## Stated exercise a
In the biography of James Kendall, which colony did he govern from 1689 to 1693?

## Supplied passage
# # # #

= James Kendall (politician) =

James Kendall (17 June 1647 – 10 July 1708) of Birdcage Walk, Westminster and Carshalton, Surrey was an English Army officer and Tory and later Whig politician who sat in the English and British House of Commons between 1685 and 1708. He served as Governor of Barbados from 1689 to 1693.

==Early life==
Kendall was baptized on 17 June 1647, the fourth, but third surviving son of Thomas Kendall of Lostwithiel, Cornwall and his wife Elizabeth Arscott, daughter of Arthur Arscott of Tetcott, Devon. He was admitted at Middle Temple and Lincoln's Inn on 28 December 1666. He joined the army and was a cornet in the Royal Horse Guards in 1675. From 1678 to 1679 he was a lieutenant colonel in Lord Morpeth's regiment of foot and from 1680 to 1687 a captain in the Coldstream Guards.

==Career==
Kendall was returned as Tory Member of Parliament for West Looe at the 1685 English general election. He was appointed Governor of Barbados in 1689 until 1693, and a member of the council from 1694 to 1695. He returned to England and was returned as MP for West Looe again at the 1695 English general election on the interest of his niece Mary Kendall. From 1696 to 1699, he was a Lord of the Admiralty. He was returned again at the 1698 English general election and at the two general elections of 1701, but when he fell out with his niece, he was dropped at the 1702 English general election. He thereupon disinherited her.

At the 1705 English general election, Kendall stood in a contest at Lostwithiel on the interest of his relative Canon Nicholas Kendall. He was defeated in the poll, but petitioned and was seated as MP for Lostwithiel on 17 January 1706. By this time he was listed as a Whig. He was returned for Lostwithiel at the 1708 British general election.

# # # #

## Material for this exercise

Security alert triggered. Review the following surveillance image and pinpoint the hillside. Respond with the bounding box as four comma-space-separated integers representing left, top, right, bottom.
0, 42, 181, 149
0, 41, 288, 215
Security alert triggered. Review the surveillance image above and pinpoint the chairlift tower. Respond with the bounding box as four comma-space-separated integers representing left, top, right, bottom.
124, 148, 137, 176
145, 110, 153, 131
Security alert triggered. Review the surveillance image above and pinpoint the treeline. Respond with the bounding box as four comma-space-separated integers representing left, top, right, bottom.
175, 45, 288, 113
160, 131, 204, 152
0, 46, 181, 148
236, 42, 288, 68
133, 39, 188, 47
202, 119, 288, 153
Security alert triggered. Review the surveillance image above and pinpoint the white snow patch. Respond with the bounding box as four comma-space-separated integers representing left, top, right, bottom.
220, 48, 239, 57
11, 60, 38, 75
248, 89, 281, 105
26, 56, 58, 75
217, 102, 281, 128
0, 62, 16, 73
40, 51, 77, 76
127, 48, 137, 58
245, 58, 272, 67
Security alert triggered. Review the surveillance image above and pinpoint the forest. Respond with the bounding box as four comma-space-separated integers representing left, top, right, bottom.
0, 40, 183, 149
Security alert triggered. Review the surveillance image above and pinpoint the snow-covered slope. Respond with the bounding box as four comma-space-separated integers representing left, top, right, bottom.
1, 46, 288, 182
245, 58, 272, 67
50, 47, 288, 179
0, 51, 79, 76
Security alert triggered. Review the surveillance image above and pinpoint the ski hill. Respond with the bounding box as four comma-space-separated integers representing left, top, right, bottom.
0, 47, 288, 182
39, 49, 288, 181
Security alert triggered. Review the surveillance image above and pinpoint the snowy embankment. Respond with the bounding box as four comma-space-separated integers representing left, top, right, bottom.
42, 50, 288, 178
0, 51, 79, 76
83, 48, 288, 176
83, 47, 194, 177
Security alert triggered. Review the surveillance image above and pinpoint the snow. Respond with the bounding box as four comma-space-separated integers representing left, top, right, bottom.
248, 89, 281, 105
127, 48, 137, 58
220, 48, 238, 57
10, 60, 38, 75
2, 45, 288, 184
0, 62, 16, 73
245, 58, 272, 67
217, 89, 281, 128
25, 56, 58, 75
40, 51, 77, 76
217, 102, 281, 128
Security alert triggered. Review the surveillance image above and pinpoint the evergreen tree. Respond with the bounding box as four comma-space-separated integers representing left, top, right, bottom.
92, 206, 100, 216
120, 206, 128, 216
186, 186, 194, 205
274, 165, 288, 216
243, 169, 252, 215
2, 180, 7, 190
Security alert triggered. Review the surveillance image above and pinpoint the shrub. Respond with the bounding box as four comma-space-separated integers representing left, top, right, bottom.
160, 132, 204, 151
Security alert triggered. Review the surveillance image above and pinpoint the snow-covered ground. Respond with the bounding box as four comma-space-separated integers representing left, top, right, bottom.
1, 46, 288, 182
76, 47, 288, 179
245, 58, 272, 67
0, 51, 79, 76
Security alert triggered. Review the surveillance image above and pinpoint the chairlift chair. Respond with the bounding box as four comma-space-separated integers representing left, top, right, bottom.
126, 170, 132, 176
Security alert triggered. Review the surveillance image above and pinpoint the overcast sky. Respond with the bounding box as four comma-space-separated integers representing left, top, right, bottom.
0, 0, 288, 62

# # # #

## Stated exercise b
Please rescale the entries between the line containing "pinpoint the snowy" and the line containing "160, 132, 204, 151", inclusive. Repeat every one of those lines, multiply each bounding-box coordinate by 0.8, round it to a whole number with halves going up, and output only those lines.

## Full answer a
Barbados

## Full answer b
Security alert triggered. Review the surveillance image above and pinpoint the snowy embankment. Respond with the bounding box as four comma-space-separated integers representing left, top, right, bottom.
34, 40, 230, 142
0, 41, 63, 61
66, 38, 230, 141
66, 38, 155, 142
Security alert triggered. Review the surveillance image above and pinpoint the snow. Respond with the bounding box as four comma-space-separated integers representing left, top, right, bottom.
198, 71, 225, 84
102, 38, 110, 46
176, 38, 190, 46
8, 48, 30, 60
2, 36, 230, 147
0, 50, 13, 58
196, 46, 218, 54
174, 71, 225, 102
20, 45, 46, 60
32, 41, 62, 61
174, 82, 225, 102
Security alert triggered. Review the surveillance image above and pinpoint the evergreen tree. Respond with the bounding box as four comma-space-separated integers representing left, top, right, bottom.
74, 165, 80, 173
96, 165, 102, 173
149, 149, 155, 164
219, 132, 230, 173
194, 135, 202, 172
2, 144, 6, 152
Security alert triggered. Review the surveillance image above and pinpoint the shrub. Respond with the bounding box as four comma-space-separated integers representing left, top, right, bottom.
128, 106, 163, 121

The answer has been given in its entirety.